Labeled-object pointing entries
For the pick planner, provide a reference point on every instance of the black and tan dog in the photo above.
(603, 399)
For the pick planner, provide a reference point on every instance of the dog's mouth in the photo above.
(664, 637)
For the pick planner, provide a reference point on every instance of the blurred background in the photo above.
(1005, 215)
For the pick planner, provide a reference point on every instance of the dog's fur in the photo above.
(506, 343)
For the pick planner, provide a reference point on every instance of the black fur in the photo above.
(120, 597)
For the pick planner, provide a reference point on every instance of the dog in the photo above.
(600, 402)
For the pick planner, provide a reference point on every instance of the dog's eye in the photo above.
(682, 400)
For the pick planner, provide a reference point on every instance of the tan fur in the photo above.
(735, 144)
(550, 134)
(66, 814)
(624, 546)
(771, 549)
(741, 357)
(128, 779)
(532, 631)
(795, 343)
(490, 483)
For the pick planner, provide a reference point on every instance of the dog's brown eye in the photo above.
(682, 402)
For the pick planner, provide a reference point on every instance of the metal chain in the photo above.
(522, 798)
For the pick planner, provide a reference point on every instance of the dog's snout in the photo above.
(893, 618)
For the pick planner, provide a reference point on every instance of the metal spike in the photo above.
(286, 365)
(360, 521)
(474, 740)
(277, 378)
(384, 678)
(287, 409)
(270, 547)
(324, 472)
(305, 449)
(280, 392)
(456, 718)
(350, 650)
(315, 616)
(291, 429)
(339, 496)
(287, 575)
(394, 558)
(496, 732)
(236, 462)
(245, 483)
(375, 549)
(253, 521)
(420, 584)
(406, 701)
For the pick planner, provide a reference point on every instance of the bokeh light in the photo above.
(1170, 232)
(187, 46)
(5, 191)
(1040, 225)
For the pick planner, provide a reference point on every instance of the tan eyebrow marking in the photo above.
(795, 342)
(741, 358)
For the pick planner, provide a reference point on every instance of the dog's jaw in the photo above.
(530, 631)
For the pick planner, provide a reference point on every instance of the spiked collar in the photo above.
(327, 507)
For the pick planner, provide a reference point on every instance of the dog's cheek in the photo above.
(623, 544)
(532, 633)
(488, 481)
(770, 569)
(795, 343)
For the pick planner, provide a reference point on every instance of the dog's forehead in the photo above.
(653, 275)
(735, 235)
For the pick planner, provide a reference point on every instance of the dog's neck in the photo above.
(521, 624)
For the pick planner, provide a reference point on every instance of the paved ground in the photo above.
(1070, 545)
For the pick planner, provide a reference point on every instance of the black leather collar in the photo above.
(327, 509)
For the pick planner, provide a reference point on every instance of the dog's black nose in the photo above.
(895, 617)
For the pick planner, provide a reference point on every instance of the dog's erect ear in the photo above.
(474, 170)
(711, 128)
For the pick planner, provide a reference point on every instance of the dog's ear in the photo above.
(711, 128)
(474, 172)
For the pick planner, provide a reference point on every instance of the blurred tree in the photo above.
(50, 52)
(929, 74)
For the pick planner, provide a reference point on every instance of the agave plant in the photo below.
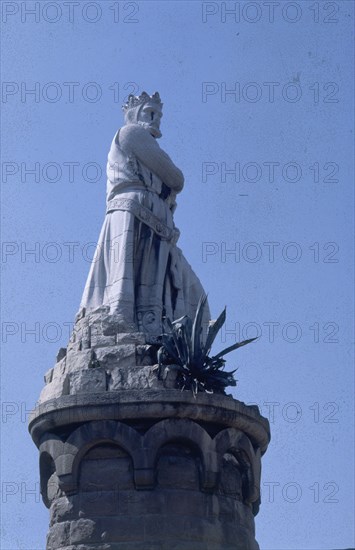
(183, 346)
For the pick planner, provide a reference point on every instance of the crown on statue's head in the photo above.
(134, 101)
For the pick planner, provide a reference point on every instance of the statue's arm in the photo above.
(135, 139)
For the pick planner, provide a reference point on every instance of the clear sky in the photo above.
(258, 113)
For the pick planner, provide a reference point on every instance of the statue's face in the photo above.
(150, 116)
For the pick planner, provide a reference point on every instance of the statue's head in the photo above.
(145, 110)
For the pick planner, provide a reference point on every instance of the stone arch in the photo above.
(91, 435)
(47, 469)
(238, 444)
(187, 432)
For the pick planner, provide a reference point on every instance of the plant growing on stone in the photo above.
(182, 345)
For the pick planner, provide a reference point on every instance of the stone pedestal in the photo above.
(128, 462)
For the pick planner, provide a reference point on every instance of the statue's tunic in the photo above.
(138, 271)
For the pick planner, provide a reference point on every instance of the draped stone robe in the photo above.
(138, 271)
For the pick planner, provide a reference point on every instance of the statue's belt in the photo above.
(145, 216)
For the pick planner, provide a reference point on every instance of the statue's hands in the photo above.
(134, 139)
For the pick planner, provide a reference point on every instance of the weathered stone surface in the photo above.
(78, 360)
(87, 381)
(117, 356)
(133, 378)
(58, 387)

| GIVEN PROBLEM |
Copy the items from the line that contains "hands in the photo above." through the end of the items, changing "weathered stone surface" to "worn stone surface" and leaving everything else unchanged.

| SOLUTION TO THIS PROBLEM |
For the pick planner, provide a reference point on every instance of the statue's hands in the photo above.
(134, 139)
For the pick planner, provide a reference point on every instance of the worn stone surface in the photo above.
(78, 360)
(87, 381)
(117, 356)
(133, 378)
(58, 387)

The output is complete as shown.